Give back the records that follow exactly, images excluded.

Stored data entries
::::::::
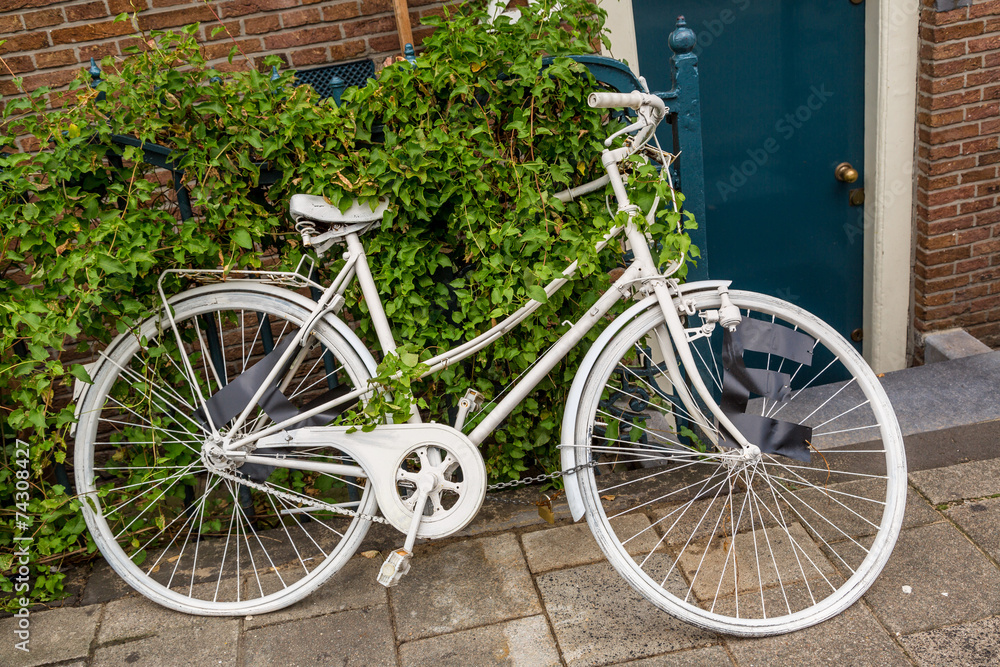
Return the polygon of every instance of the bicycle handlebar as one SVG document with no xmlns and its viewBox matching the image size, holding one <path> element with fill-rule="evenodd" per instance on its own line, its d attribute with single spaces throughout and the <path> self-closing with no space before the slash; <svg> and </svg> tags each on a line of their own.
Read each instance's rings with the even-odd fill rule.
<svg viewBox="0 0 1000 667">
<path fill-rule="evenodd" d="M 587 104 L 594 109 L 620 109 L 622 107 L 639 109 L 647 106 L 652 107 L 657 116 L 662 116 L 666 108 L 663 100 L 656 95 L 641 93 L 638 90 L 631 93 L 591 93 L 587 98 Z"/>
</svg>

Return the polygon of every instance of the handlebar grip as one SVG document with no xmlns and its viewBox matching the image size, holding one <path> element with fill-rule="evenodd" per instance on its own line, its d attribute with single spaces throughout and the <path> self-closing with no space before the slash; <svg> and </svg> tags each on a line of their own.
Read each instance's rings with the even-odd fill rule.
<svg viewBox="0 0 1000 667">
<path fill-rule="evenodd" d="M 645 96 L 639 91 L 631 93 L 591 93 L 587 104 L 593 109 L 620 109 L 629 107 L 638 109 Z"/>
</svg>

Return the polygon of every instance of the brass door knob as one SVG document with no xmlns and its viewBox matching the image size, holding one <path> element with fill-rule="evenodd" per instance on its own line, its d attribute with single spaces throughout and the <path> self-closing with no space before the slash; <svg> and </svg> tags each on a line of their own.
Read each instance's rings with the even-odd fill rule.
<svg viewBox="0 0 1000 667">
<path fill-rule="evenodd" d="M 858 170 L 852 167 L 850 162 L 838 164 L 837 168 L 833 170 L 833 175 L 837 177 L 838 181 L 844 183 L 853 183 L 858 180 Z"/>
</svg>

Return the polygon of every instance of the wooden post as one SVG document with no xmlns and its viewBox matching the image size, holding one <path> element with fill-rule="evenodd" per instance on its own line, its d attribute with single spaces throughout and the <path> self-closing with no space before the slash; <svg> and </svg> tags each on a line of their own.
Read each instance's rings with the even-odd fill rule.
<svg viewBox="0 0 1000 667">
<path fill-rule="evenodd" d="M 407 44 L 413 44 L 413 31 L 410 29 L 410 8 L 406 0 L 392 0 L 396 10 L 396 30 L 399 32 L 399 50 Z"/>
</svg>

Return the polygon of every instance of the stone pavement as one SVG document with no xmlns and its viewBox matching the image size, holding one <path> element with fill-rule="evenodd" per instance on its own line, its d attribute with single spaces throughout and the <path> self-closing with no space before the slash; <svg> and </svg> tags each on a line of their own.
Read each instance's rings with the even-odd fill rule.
::::::::
*EXERCISE RESULT*.
Return the polygon of every instance of the bicycle handlebar as one SVG document with no xmlns and its viewBox matching the image size, holding one <path> element with fill-rule="evenodd" per instance on its own line, its d attribute with single spaces throughout and the <path> self-closing with no space before the slash; <svg> and </svg> tags each on a line of their own.
Read each instance's rings with the even-odd fill rule.
<svg viewBox="0 0 1000 667">
<path fill-rule="evenodd" d="M 587 104 L 594 109 L 620 109 L 622 107 L 639 109 L 647 106 L 652 107 L 657 116 L 662 116 L 666 108 L 663 100 L 656 95 L 641 93 L 638 90 L 631 93 L 591 93 L 587 98 Z"/>
</svg>

Return the polygon of every instance of the handlebar grip as one SVG document with no xmlns and its viewBox matching the image size, holding one <path> element with fill-rule="evenodd" per instance on its own line, its d attribute with single spaces throughout and the <path> self-closing with no space before the slash; <svg> and </svg> tags each on a line of their own.
Read each instance's rings with the even-odd fill rule.
<svg viewBox="0 0 1000 667">
<path fill-rule="evenodd" d="M 645 96 L 639 91 L 631 93 L 591 93 L 587 104 L 593 109 L 620 109 L 629 107 L 638 109 Z"/>
</svg>

Return the polygon of every instance of the brass door knob as one SVG document with no xmlns and its viewBox matching the image size, holding one <path> element with fill-rule="evenodd" per instance on its own line, its d attribute with single spaces throughout and the <path> self-closing with no space before the slash; <svg> and </svg> tags each on a line of their own.
Read each instance's rings with the even-odd fill rule.
<svg viewBox="0 0 1000 667">
<path fill-rule="evenodd" d="M 858 170 L 852 167 L 850 162 L 838 164 L 837 168 L 833 170 L 833 175 L 837 177 L 838 181 L 844 183 L 853 183 L 858 180 Z"/>
</svg>

Return the polygon of every instance of the wooden post as one SVG document with no xmlns and its viewBox matching the image size, holding one <path> element with fill-rule="evenodd" per instance on its own line, its d attribute with single spaces throughout and the <path> self-closing with no space before the slash; <svg> and </svg> tags each on a line of their own.
Read each instance's rings with the even-odd fill rule.
<svg viewBox="0 0 1000 667">
<path fill-rule="evenodd" d="M 407 44 L 413 44 L 413 31 L 410 29 L 410 8 L 406 0 L 392 0 L 396 10 L 396 30 L 399 32 L 399 50 Z"/>
</svg>

Return the polygon of every instance of the stone pavement as one SVG document with no xmlns and its viewBox matching the image size, holding one <path> element with fill-rule="evenodd" per instance on its own line, its d attribute with single spaces throughout and the <path> self-closing with no space before the slash; <svg> and </svg> tags each on a line of their own.
Read each instance's rings with the even-odd fill rule.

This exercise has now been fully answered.